* **AIM**
Copy these lines verbatim.

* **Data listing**
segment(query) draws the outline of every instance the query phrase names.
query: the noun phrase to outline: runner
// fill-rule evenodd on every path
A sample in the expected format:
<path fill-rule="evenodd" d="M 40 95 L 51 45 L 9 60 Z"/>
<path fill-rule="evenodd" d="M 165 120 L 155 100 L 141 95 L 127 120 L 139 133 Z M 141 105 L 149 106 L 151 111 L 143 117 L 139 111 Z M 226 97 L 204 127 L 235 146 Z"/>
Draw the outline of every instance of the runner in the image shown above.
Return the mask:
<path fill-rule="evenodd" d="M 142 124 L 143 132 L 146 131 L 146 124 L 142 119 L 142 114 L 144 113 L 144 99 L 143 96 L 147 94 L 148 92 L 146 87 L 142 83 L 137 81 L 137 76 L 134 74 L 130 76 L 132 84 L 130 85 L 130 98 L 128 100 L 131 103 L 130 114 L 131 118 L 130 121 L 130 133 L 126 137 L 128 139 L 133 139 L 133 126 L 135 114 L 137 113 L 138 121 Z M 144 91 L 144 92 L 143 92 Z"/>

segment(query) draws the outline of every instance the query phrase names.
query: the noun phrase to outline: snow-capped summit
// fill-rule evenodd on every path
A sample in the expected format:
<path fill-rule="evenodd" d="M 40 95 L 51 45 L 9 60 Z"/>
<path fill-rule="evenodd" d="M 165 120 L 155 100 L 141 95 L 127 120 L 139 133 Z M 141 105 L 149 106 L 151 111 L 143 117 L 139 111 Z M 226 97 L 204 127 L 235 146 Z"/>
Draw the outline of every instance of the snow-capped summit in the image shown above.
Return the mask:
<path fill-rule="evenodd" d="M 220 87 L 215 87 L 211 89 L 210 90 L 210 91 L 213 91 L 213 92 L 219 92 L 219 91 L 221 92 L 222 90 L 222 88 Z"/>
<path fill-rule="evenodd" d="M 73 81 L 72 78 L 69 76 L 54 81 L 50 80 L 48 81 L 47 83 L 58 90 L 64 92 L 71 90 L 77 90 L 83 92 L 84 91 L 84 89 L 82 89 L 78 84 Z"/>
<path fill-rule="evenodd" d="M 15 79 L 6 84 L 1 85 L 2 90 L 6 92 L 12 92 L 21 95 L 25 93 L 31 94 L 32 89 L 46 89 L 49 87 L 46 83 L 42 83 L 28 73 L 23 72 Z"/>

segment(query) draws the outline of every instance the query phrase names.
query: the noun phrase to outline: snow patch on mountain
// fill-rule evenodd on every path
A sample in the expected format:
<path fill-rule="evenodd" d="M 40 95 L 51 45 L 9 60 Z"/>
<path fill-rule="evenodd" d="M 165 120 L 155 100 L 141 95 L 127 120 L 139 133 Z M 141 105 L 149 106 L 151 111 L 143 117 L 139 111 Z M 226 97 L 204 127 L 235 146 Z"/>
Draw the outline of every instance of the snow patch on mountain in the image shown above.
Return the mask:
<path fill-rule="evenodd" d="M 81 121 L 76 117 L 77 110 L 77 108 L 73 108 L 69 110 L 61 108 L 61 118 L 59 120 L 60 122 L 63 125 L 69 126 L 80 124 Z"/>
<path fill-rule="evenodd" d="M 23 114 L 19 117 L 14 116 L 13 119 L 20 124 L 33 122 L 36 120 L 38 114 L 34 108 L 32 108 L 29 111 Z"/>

* **SOLUTION TO THIS PROBLEM**
segment(query) draws the outline of every instance the query phrase names.
query: the noun phrase to outline: runner
// fill-rule evenodd on every path
A sample in the expected format:
<path fill-rule="evenodd" d="M 40 95 L 51 45 L 9 60 Z"/>
<path fill-rule="evenodd" d="M 165 120 L 155 100 L 141 95 L 127 120 L 139 133 Z M 141 105 L 149 106 L 151 111 L 143 117 L 139 111 Z M 226 97 L 204 127 L 235 146 Z"/>
Draw the outline of every instance of the runner in the image shown above.
Return the mask:
<path fill-rule="evenodd" d="M 142 124 L 143 132 L 146 131 L 146 124 L 142 119 L 142 114 L 144 113 L 144 99 L 143 96 L 147 94 L 148 92 L 146 87 L 142 83 L 137 81 L 137 76 L 134 74 L 130 76 L 132 84 L 130 85 L 130 98 L 128 100 L 131 103 L 130 114 L 131 118 L 130 121 L 130 133 L 126 137 L 128 139 L 133 139 L 133 126 L 135 114 L 137 113 L 138 121 Z M 144 91 L 144 92 L 143 92 Z"/>

segment(query) draws the outline of every instance the query phrase names.
query: the noun phrase to outline: snow-capped summit
// fill-rule evenodd on every path
A sample in the expected format:
<path fill-rule="evenodd" d="M 40 95 L 51 45 L 9 60 Z"/>
<path fill-rule="evenodd" d="M 165 120 L 155 100 L 141 95 L 127 120 L 139 133 Z M 141 105 L 149 106 L 151 111 L 143 117 L 139 111 Z M 226 97 L 204 127 L 235 146 Z"/>
Draw the outline of every instance of the snow-capped summit in the image shown above.
Return the mask:
<path fill-rule="evenodd" d="M 220 87 L 215 87 L 211 89 L 210 90 L 210 91 L 213 91 L 213 92 L 219 92 L 219 91 L 221 92 L 222 90 L 222 88 Z"/>
<path fill-rule="evenodd" d="M 73 81 L 72 78 L 69 76 L 54 81 L 50 80 L 48 81 L 47 83 L 58 90 L 64 92 L 71 90 L 77 90 L 83 92 L 84 91 L 84 89 L 82 89 L 78 84 Z"/>
<path fill-rule="evenodd" d="M 15 79 L 6 84 L 1 85 L 2 90 L 6 92 L 12 92 L 21 95 L 25 93 L 31 94 L 32 89 L 46 89 L 49 87 L 46 83 L 42 83 L 28 73 L 23 72 Z"/>

segment(query) draws the outline of every instance the query phrase names.
query: the noun phrase to outline: snow patch on mountain
// fill-rule evenodd on every path
A sample in the expected format:
<path fill-rule="evenodd" d="M 40 95 L 51 45 L 9 60 Z"/>
<path fill-rule="evenodd" d="M 165 120 L 155 100 L 141 95 L 127 120 L 139 133 Z M 141 105 L 149 106 L 151 111 L 143 117 L 139 111 Z M 226 97 L 204 127 L 235 146 Z"/>
Draw the outline of every instance of the snow patch on mountain in the image shown above.
Return the mask:
<path fill-rule="evenodd" d="M 81 121 L 76 117 L 77 110 L 77 108 L 73 108 L 69 110 L 61 108 L 61 118 L 59 120 L 60 122 L 63 125 L 69 126 L 80 124 Z"/>
<path fill-rule="evenodd" d="M 23 114 L 19 117 L 14 116 L 13 119 L 20 124 L 33 122 L 36 120 L 38 114 L 34 108 L 32 108 L 29 111 Z"/>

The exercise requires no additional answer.